TASK STATEMENT: Copy out the data, without any change, from the line containing "segment --target=rock surface" through the line containing "[[[255,0],[0,0],[0,143],[256,143],[255,50]]]".

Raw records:

'''

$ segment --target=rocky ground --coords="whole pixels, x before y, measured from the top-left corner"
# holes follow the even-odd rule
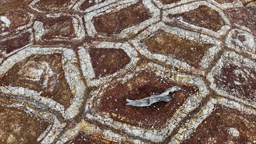
[[[255,37],[255,0],[0,0],[0,143],[256,143]]]

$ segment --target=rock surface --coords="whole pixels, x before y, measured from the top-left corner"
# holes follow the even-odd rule
[[[256,143],[255,59],[253,0],[1,0],[0,143]]]

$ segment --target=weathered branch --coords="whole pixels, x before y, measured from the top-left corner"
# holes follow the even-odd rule
[[[134,107],[148,107],[154,103],[164,101],[166,102],[172,100],[172,97],[169,93],[173,93],[175,91],[180,90],[181,88],[177,86],[173,86],[167,89],[164,92],[159,95],[152,95],[149,97],[145,98],[138,100],[131,100],[126,99],[126,105],[132,105]]]

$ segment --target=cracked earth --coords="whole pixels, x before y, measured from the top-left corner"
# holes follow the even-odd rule
[[[255,0],[0,0],[0,143],[256,143],[255,50]]]

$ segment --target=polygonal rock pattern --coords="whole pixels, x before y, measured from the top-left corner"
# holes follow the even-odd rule
[[[206,69],[221,49],[219,42],[210,37],[162,22],[149,27],[132,43],[148,58],[192,71]]]
[[[227,52],[208,75],[211,87],[219,94],[255,107],[255,66],[253,61]]]
[[[196,107],[208,94],[200,79],[170,72],[154,63],[135,69],[124,76],[124,79],[92,93],[92,99],[86,104],[86,113],[93,109],[92,111],[97,113],[87,113],[86,117],[102,124],[113,124],[115,128],[141,138],[154,142],[162,141],[192,110],[187,108]],[[187,79],[179,81],[176,75]],[[133,107],[125,104],[126,99],[139,99],[159,94],[174,86],[179,86],[183,91],[172,95],[171,102],[159,102],[149,107]],[[123,127],[122,123],[126,124],[126,126]]]
[[[3,143],[37,143],[37,137],[49,125],[18,109],[0,107],[0,139]]]
[[[113,11],[112,7],[119,10]],[[89,20],[85,26],[90,36],[130,37],[159,20],[159,10],[149,0],[123,1],[111,3],[106,8],[96,9],[84,16],[84,20]]]
[[[64,118],[73,118],[79,113],[85,90],[77,65],[71,50],[27,47],[0,67],[0,91],[32,99]]]
[[[255,12],[254,0],[0,1],[0,143],[255,143]],[[175,86],[170,101],[126,105]]]
[[[35,41],[77,40],[84,37],[82,20],[78,16],[54,14],[36,19]]]
[[[196,1],[164,10],[163,20],[215,37],[225,34],[230,28],[225,13],[206,1]]]
[[[127,43],[95,41],[79,46],[78,52],[82,73],[92,86],[110,81],[139,60],[137,52]]]
[[[30,3],[31,8],[38,12],[71,9],[75,3],[72,0],[34,0]]]
[[[255,109],[239,103],[211,99],[184,124],[171,143],[254,143],[255,117]]]
[[[37,92],[41,96],[51,98],[68,107],[73,96],[62,67],[62,56],[51,54],[31,56],[16,63],[0,81],[1,86],[23,86]],[[16,77],[12,75],[16,75]]]

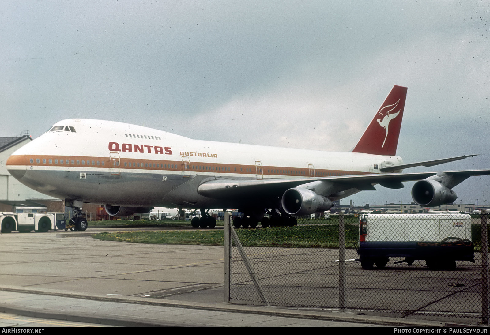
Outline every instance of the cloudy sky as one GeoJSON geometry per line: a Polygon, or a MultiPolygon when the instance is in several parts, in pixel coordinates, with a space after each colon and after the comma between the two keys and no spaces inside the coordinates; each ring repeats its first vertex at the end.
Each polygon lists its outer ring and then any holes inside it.
{"type": "MultiPolygon", "coordinates": [[[[406,163],[477,153],[429,169],[488,168],[489,18],[488,0],[4,0],[0,136],[84,118],[348,151],[399,85],[406,163]]],[[[489,184],[458,201],[490,204],[489,184]]],[[[410,202],[411,185],[343,203],[410,202]]]]}

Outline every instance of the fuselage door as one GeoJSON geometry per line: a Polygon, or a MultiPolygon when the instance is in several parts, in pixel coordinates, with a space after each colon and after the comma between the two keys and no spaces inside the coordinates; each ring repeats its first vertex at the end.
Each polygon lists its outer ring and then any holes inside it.
{"type": "Polygon", "coordinates": [[[262,163],[260,161],[255,161],[255,168],[257,170],[257,179],[263,179],[264,173],[262,172],[262,163]]]}
{"type": "Polygon", "coordinates": [[[121,160],[119,159],[119,152],[110,152],[109,157],[111,159],[111,175],[119,176],[121,174],[121,160]]]}
{"type": "Polygon", "coordinates": [[[189,178],[191,176],[191,163],[189,157],[182,156],[182,177],[189,178]]]}
{"type": "Polygon", "coordinates": [[[313,164],[308,165],[308,169],[310,170],[310,176],[315,177],[315,167],[313,164]]]}

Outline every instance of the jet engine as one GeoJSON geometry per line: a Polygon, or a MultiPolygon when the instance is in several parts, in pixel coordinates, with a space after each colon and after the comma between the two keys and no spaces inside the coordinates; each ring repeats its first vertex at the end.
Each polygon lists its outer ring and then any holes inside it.
{"type": "Polygon", "coordinates": [[[458,198],[456,193],[433,179],[419,180],[412,188],[412,198],[420,206],[434,207],[452,203],[458,198]]]}
{"type": "Polygon", "coordinates": [[[153,207],[124,207],[110,205],[106,205],[104,208],[107,214],[111,216],[125,216],[135,213],[147,213],[153,209],[153,207]]]}
{"type": "Polygon", "coordinates": [[[282,195],[282,208],[290,215],[309,215],[330,209],[332,202],[308,189],[290,189],[282,195]]]}

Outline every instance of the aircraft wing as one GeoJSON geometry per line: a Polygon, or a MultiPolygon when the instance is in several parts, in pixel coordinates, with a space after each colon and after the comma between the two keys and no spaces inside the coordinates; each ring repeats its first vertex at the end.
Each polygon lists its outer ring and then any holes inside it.
{"type": "Polygon", "coordinates": [[[398,171],[403,170],[409,168],[414,168],[414,167],[433,167],[435,165],[442,164],[443,163],[459,161],[460,159],[464,159],[468,157],[472,157],[478,155],[466,155],[466,156],[459,156],[457,157],[451,157],[449,158],[442,158],[442,159],[436,159],[433,161],[425,161],[424,162],[419,162],[418,163],[410,163],[409,164],[402,164],[401,165],[394,165],[392,167],[386,167],[381,168],[379,170],[382,172],[388,172],[391,171],[398,171]]]}
{"type": "MultiPolygon", "coordinates": [[[[360,191],[375,190],[372,186],[373,184],[380,184],[390,187],[390,185],[396,185],[401,184],[401,182],[424,179],[440,173],[375,173],[287,179],[219,179],[210,180],[201,184],[197,188],[197,192],[201,195],[215,198],[281,196],[290,188],[318,181],[344,185],[344,190],[356,188],[360,191]]],[[[442,173],[452,175],[462,181],[471,176],[490,174],[490,169],[447,171],[442,171],[442,173]]],[[[403,187],[403,185],[401,187],[403,187]]],[[[391,188],[400,188],[394,187],[391,188]]]]}

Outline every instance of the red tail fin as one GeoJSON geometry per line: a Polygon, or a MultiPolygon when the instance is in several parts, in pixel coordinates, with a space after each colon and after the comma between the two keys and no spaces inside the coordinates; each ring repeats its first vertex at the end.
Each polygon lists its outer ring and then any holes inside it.
{"type": "Polygon", "coordinates": [[[395,85],[352,149],[353,152],[394,156],[403,117],[407,88],[395,85]]]}

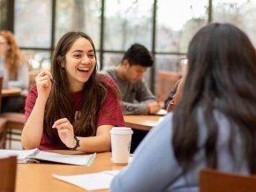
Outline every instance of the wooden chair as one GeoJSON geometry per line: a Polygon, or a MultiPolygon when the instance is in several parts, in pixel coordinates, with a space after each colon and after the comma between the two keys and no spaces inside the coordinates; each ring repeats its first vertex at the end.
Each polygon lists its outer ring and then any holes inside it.
{"type": "Polygon", "coordinates": [[[17,172],[17,158],[0,158],[0,191],[2,192],[14,192],[16,183],[17,172]]]}
{"type": "Polygon", "coordinates": [[[157,98],[160,101],[165,101],[177,81],[181,78],[181,73],[159,70],[157,76],[157,98]]]}
{"type": "MultiPolygon", "coordinates": [[[[3,86],[3,77],[0,77],[0,88],[2,90],[3,86]]],[[[0,92],[0,111],[2,107],[2,92],[0,92]]],[[[0,114],[1,115],[1,114],[0,114]]],[[[0,117],[0,149],[5,148],[6,136],[7,136],[7,128],[6,128],[7,120],[4,117],[0,117]]]]}
{"type": "Polygon", "coordinates": [[[256,175],[245,176],[212,169],[200,173],[200,192],[255,192],[256,175]]]}

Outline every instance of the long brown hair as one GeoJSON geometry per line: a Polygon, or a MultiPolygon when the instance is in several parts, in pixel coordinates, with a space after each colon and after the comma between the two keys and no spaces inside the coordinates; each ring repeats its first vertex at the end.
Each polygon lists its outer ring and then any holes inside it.
{"type": "Polygon", "coordinates": [[[199,147],[199,107],[207,136],[203,147],[207,165],[218,167],[218,123],[214,111],[230,123],[229,150],[235,159],[236,131],[241,136],[243,158],[256,174],[256,52],[246,34],[230,24],[200,29],[188,49],[188,73],[183,99],[174,110],[172,144],[184,171],[192,166],[199,147]]]}
{"type": "Polygon", "coordinates": [[[9,78],[11,80],[16,80],[18,77],[19,64],[27,64],[27,62],[22,55],[21,51],[19,48],[15,41],[15,37],[11,32],[0,31],[0,35],[6,40],[7,44],[10,47],[5,55],[4,67],[9,71],[9,78]]]}
{"type": "Polygon", "coordinates": [[[84,85],[82,100],[79,106],[79,115],[75,119],[72,92],[67,89],[69,82],[66,70],[62,68],[61,63],[65,62],[67,52],[74,41],[80,37],[90,41],[96,57],[93,41],[87,34],[82,32],[69,32],[65,33],[59,40],[53,54],[51,70],[56,83],[52,85],[44,116],[44,131],[46,136],[51,138],[58,137],[56,130],[51,128],[54,122],[64,117],[73,125],[76,136],[94,136],[97,129],[97,114],[106,99],[107,89],[109,89],[117,97],[119,97],[117,87],[107,84],[104,81],[105,76],[97,74],[96,63],[91,77],[84,85]]]}

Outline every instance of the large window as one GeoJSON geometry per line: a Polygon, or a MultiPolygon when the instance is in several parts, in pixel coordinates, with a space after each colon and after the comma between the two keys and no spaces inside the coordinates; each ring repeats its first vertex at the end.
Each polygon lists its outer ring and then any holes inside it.
{"type": "Polygon", "coordinates": [[[256,1],[215,0],[213,20],[229,22],[244,30],[256,47],[256,1]]]}
{"type": "Polygon", "coordinates": [[[7,29],[7,1],[0,0],[0,29],[7,29]]]}
{"type": "Polygon", "coordinates": [[[256,45],[256,0],[0,0],[0,11],[1,29],[14,31],[35,70],[50,67],[68,31],[92,37],[100,69],[120,63],[132,43],[143,44],[154,58],[146,75],[153,91],[159,70],[181,70],[192,37],[208,22],[233,23],[256,45]]]}

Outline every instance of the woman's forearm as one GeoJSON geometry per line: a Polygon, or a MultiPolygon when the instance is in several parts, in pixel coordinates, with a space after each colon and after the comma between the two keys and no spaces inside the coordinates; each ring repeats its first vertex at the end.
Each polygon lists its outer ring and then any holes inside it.
{"type": "Polygon", "coordinates": [[[21,143],[25,149],[39,146],[43,132],[43,118],[46,100],[37,98],[34,107],[22,130],[21,143]]]}
{"type": "Polygon", "coordinates": [[[110,136],[95,136],[79,137],[80,146],[77,149],[85,152],[104,152],[109,151],[111,147],[110,136]]]}

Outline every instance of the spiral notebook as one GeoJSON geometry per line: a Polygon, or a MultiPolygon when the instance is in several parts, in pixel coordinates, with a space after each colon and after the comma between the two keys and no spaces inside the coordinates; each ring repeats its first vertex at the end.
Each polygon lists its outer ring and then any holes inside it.
{"type": "Polygon", "coordinates": [[[88,155],[63,155],[55,152],[33,150],[0,150],[2,156],[17,156],[18,163],[41,160],[77,166],[91,166],[96,153],[88,155]]]}

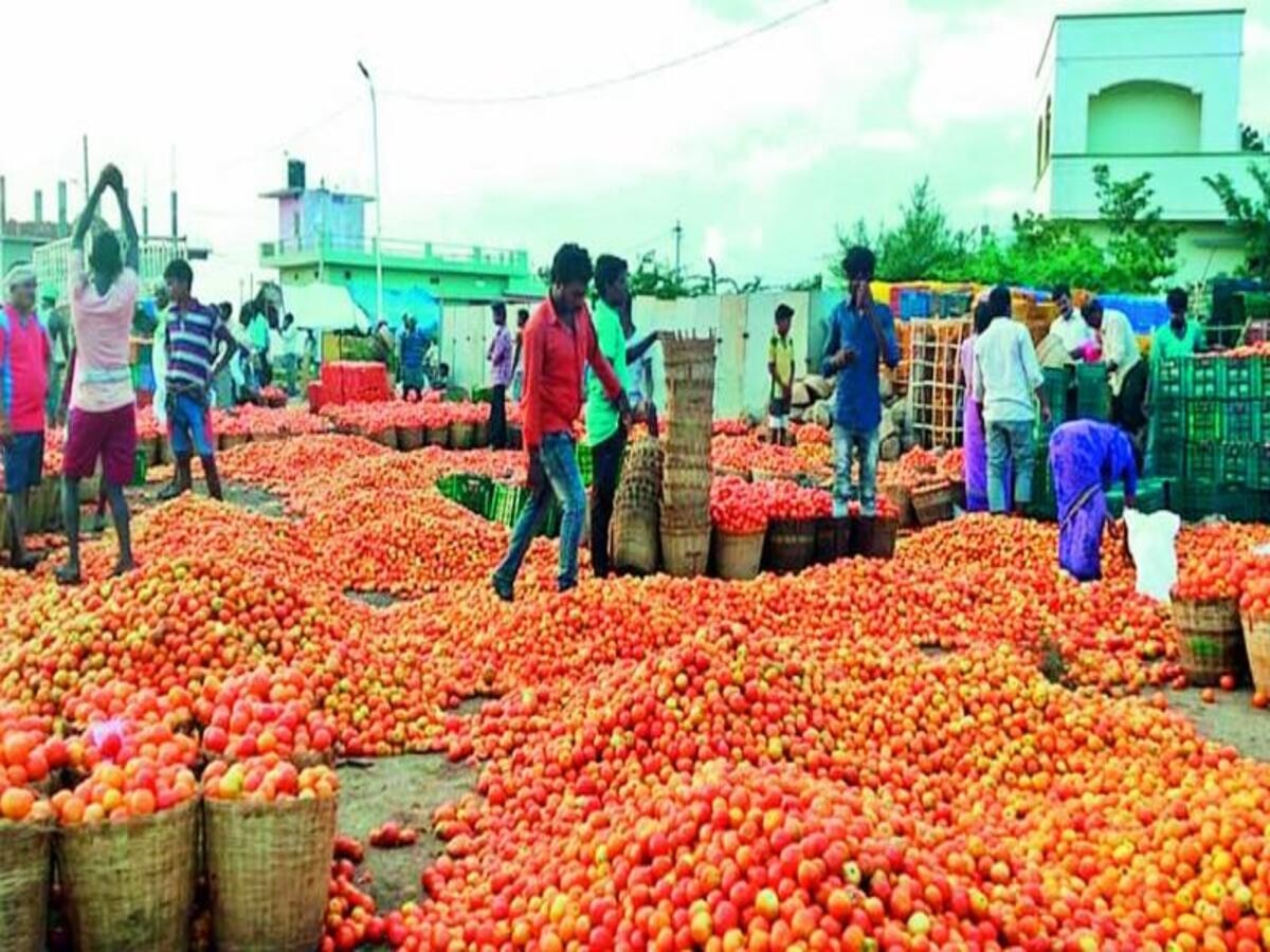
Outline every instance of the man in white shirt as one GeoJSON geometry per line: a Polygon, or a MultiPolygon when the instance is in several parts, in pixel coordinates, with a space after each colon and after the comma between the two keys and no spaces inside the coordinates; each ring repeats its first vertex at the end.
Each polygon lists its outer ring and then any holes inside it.
{"type": "Polygon", "coordinates": [[[1137,438],[1147,425],[1147,415],[1142,407],[1147,399],[1149,374],[1133,325],[1126,314],[1105,308],[1097,298],[1085,306],[1085,320],[1102,340],[1102,360],[1111,386],[1111,423],[1123,429],[1137,446],[1137,438]]]}
{"type": "Polygon", "coordinates": [[[1081,349],[1093,340],[1093,331],[1086,324],[1080,308],[1072,306],[1072,291],[1067,284],[1054,286],[1054,303],[1058,305],[1058,317],[1049,325],[1049,333],[1063,341],[1063,349],[1072,359],[1080,359],[1081,349]]]}
{"type": "Polygon", "coordinates": [[[1026,325],[1011,317],[1010,288],[996,287],[988,296],[988,329],[974,345],[974,396],[988,434],[988,508],[1006,512],[1006,463],[1015,473],[1015,512],[1031,503],[1033,466],[1036,457],[1036,411],[1050,419],[1041,385],[1045,376],[1026,325]]]}

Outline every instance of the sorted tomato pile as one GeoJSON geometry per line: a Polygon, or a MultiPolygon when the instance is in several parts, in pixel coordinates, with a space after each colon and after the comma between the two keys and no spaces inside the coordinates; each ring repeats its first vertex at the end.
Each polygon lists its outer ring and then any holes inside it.
{"type": "MultiPolygon", "coordinates": [[[[225,472],[290,518],[183,498],[136,519],[123,579],[109,541],[80,589],[0,572],[0,812],[166,809],[199,753],[207,792],[268,798],[335,792],[288,754],[434,751],[479,767],[420,830],[442,856],[417,901],[376,910],[342,840],[329,948],[1270,943],[1270,765],[1133,697],[1173,677],[1175,632],[1114,547],[1082,586],[1053,527],[978,515],[889,562],[561,597],[537,541],[504,605],[507,531],[434,489],[475,456],[253,443],[225,472]],[[458,713],[478,696],[498,699],[458,713]],[[29,782],[55,762],[83,776],[48,801],[29,782]]],[[[782,512],[813,493],[748,485],[782,512]]],[[[1180,588],[1228,592],[1222,566],[1265,538],[1184,531],[1180,588]]],[[[1242,585],[1261,578],[1247,561],[1242,585]]]]}

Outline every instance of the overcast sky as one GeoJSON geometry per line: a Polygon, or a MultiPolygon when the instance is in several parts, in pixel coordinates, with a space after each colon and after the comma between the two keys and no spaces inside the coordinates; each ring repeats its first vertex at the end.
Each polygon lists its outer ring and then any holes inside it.
{"type": "MultiPolygon", "coordinates": [[[[930,175],[954,222],[999,226],[1030,201],[1034,74],[1048,0],[827,0],[791,23],[677,69],[582,95],[503,98],[603,80],[738,37],[810,0],[221,0],[6,9],[0,173],[10,217],[117,161],[152,231],[208,244],[196,288],[237,297],[265,275],[277,230],[259,192],[284,156],[309,180],[370,192],[380,90],[384,234],[593,254],[673,253],[687,268],[775,282],[823,269],[834,228],[894,218],[930,175]]],[[[1154,0],[1064,11],[1176,9],[1154,0]]],[[[1209,4],[1212,6],[1213,4],[1209,4]]],[[[1242,118],[1270,131],[1270,0],[1245,25],[1242,118]]],[[[140,212],[137,213],[140,218],[140,212]]],[[[113,211],[109,213],[113,218],[113,211]]],[[[368,216],[367,227],[371,227],[368,216]]]]}

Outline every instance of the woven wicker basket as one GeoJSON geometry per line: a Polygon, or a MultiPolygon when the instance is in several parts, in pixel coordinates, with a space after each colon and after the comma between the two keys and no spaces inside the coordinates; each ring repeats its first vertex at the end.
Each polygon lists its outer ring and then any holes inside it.
{"type": "Polygon", "coordinates": [[[813,519],[777,519],[767,526],[763,565],[776,572],[803,571],[815,555],[813,519]]]}
{"type": "Polygon", "coordinates": [[[452,449],[471,449],[476,444],[475,423],[451,423],[450,446],[452,449]]]}
{"type": "Polygon", "coordinates": [[[662,561],[665,574],[693,579],[706,574],[710,564],[710,524],[667,526],[662,522],[662,561]]]}
{"type": "Polygon", "coordinates": [[[912,500],[918,526],[935,526],[952,518],[952,485],[949,482],[914,489],[912,500]]]}
{"type": "Polygon", "coordinates": [[[766,532],[734,536],[730,532],[715,529],[715,574],[729,581],[753,579],[763,566],[763,539],[766,537],[766,532]]]}
{"type": "Polygon", "coordinates": [[[216,947],[316,948],[335,842],[335,800],[208,800],[203,821],[216,947]]]}
{"type": "Polygon", "coordinates": [[[1252,687],[1270,693],[1270,616],[1243,616],[1243,647],[1252,669],[1252,687]]]}
{"type": "Polygon", "coordinates": [[[0,952],[41,952],[52,878],[52,830],[0,820],[0,952]]]}
{"type": "Polygon", "coordinates": [[[413,453],[423,448],[422,426],[398,426],[398,449],[404,453],[413,453]]]}
{"type": "Polygon", "coordinates": [[[188,948],[197,807],[197,801],[188,800],[151,816],[62,829],[57,868],[76,948],[188,948]]]}
{"type": "Polygon", "coordinates": [[[1179,631],[1215,633],[1242,631],[1240,603],[1233,598],[1214,598],[1203,602],[1175,598],[1172,613],[1173,625],[1179,631]]]}
{"type": "Polygon", "coordinates": [[[851,555],[861,559],[893,559],[895,556],[895,538],[899,536],[898,519],[861,515],[853,523],[851,555]]]}
{"type": "Polygon", "coordinates": [[[913,512],[913,496],[907,486],[900,486],[898,482],[889,482],[885,486],[879,486],[878,491],[895,504],[895,509],[899,510],[900,528],[908,529],[917,524],[917,514],[913,512]]]}

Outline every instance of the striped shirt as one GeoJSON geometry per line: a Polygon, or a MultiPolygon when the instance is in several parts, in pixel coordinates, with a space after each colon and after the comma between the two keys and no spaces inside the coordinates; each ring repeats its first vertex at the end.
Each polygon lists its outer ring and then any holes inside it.
{"type": "Polygon", "coordinates": [[[193,298],[168,308],[168,390],[206,390],[216,360],[221,314],[193,298]]]}

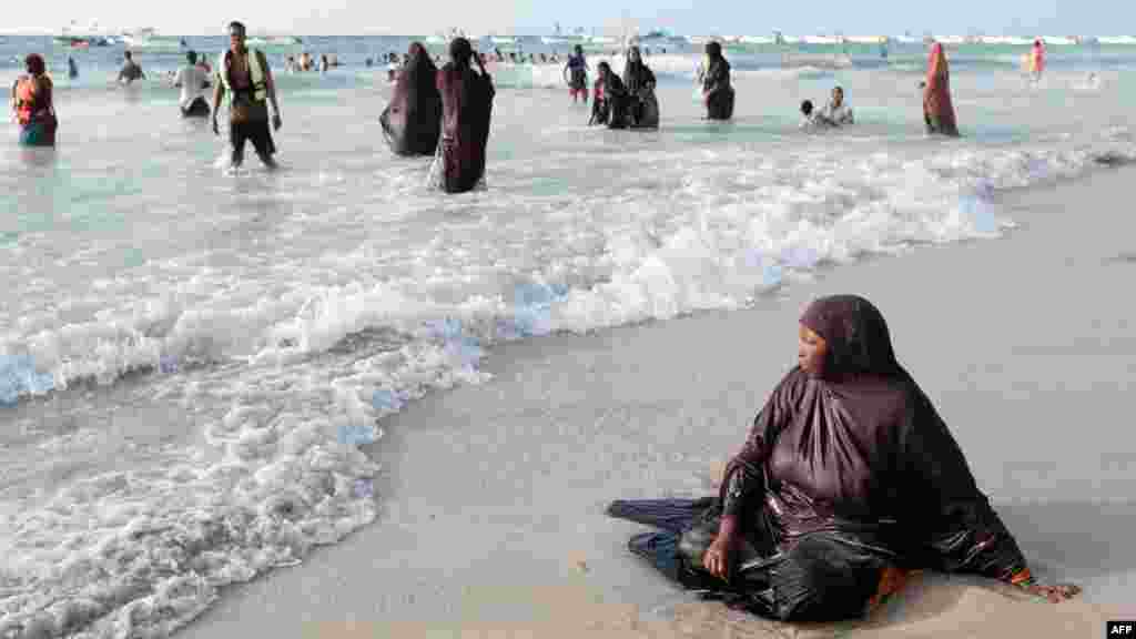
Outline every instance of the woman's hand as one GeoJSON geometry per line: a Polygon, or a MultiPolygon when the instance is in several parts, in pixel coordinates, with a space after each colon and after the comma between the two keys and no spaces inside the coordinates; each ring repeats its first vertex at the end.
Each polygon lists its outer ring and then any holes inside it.
{"type": "MultiPolygon", "coordinates": [[[[709,553],[708,553],[709,554],[709,553]]],[[[1074,583],[1058,583],[1056,586],[1042,586],[1039,583],[1024,583],[1020,588],[1030,595],[1044,597],[1052,604],[1060,604],[1080,595],[1080,587],[1074,583]]]]}
{"type": "Polygon", "coordinates": [[[729,559],[733,547],[734,536],[719,532],[718,537],[710,543],[710,548],[707,548],[705,555],[702,557],[702,566],[710,574],[726,580],[729,575],[729,559]]]}

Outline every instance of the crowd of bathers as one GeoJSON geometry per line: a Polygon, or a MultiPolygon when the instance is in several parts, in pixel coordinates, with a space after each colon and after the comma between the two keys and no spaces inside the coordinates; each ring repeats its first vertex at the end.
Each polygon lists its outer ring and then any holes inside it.
{"type": "MultiPolygon", "coordinates": [[[[273,155],[276,147],[272,132],[281,127],[282,119],[272,69],[262,51],[245,47],[244,25],[232,23],[229,40],[229,49],[215,66],[195,51],[189,51],[186,66],[170,74],[169,81],[182,90],[178,101],[182,114],[186,117],[208,117],[211,114],[212,130],[218,135],[218,109],[210,109],[204,92],[214,88],[215,106],[228,97],[228,136],[234,167],[243,161],[247,142],[252,142],[266,166],[275,166],[273,155]]],[[[704,52],[696,73],[704,117],[728,121],[733,117],[735,101],[729,63],[718,42],[708,42],[704,52]]],[[[460,192],[484,183],[485,144],[494,96],[493,81],[485,67],[494,60],[507,64],[520,63],[525,58],[516,52],[507,56],[500,49],[479,53],[463,38],[450,43],[449,53],[450,60],[441,68],[441,58],[432,58],[418,42],[411,43],[401,58],[398,53],[390,53],[386,58],[387,77],[395,89],[381,122],[384,135],[396,155],[435,155],[432,181],[446,191],[460,192]]],[[[590,85],[587,75],[591,68],[584,50],[575,47],[563,66],[563,75],[574,101],[586,102],[591,90],[588,125],[632,130],[659,127],[657,81],[645,57],[645,51],[638,47],[629,47],[623,75],[615,73],[611,64],[604,60],[596,66],[598,77],[590,85]]],[[[24,61],[26,74],[17,78],[11,89],[11,109],[19,123],[19,141],[24,146],[53,147],[59,119],[52,101],[51,78],[42,56],[33,53],[24,61]]],[[[559,61],[556,53],[528,57],[529,64],[559,61]]],[[[373,66],[374,60],[368,58],[367,63],[373,66]]],[[[319,57],[318,68],[327,72],[339,64],[334,53],[324,53],[319,57]]],[[[298,73],[312,70],[315,65],[312,56],[303,52],[299,59],[290,56],[285,68],[298,73]]],[[[77,74],[77,65],[68,58],[68,75],[75,77],[77,74]]],[[[145,78],[142,67],[126,51],[117,82],[130,84],[142,78],[145,78]]],[[[927,76],[921,88],[927,132],[958,135],[946,53],[941,43],[932,45],[927,76]]],[[[833,90],[832,100],[820,109],[815,108],[811,100],[805,100],[801,105],[801,126],[809,130],[841,127],[855,122],[840,86],[833,90]]]]}

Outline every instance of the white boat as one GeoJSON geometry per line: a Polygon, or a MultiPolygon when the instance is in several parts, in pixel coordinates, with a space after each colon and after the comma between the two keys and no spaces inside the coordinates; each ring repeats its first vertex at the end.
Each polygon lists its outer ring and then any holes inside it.
{"type": "Polygon", "coordinates": [[[887,42],[886,35],[850,35],[844,40],[853,44],[884,44],[887,42]]]}
{"type": "Polygon", "coordinates": [[[805,44],[843,44],[844,38],[840,35],[805,35],[805,44]]]}
{"type": "Polygon", "coordinates": [[[249,47],[293,47],[303,44],[303,40],[295,35],[253,35],[245,44],[249,47]]]}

'''

RESULT:
$ segment --target=rock surface --coords="whole pixels, x before y, measured from the top-left corner"
# holes follow the even-odd rule
[[[256,143],[255,59],[253,0],[1,0],[0,143]]]

$ segment --target=weathered branch --coords="whole pixels, x before y, measured from the top-left corner"
# holes follow the even-odd rule
[[[134,107],[148,107],[154,103],[164,101],[166,102],[172,100],[172,97],[169,93],[173,93],[175,91],[180,90],[181,88],[177,86],[173,86],[167,89],[164,92],[159,95],[152,95],[149,97],[145,98],[138,100],[131,100],[126,99],[126,105],[132,105]]]

$ segment --target=cracked earth --coords="whole pixels, x before y, measured from the top-left corner"
# holes follow the even-odd rule
[[[255,0],[0,0],[0,143],[256,143],[255,50]]]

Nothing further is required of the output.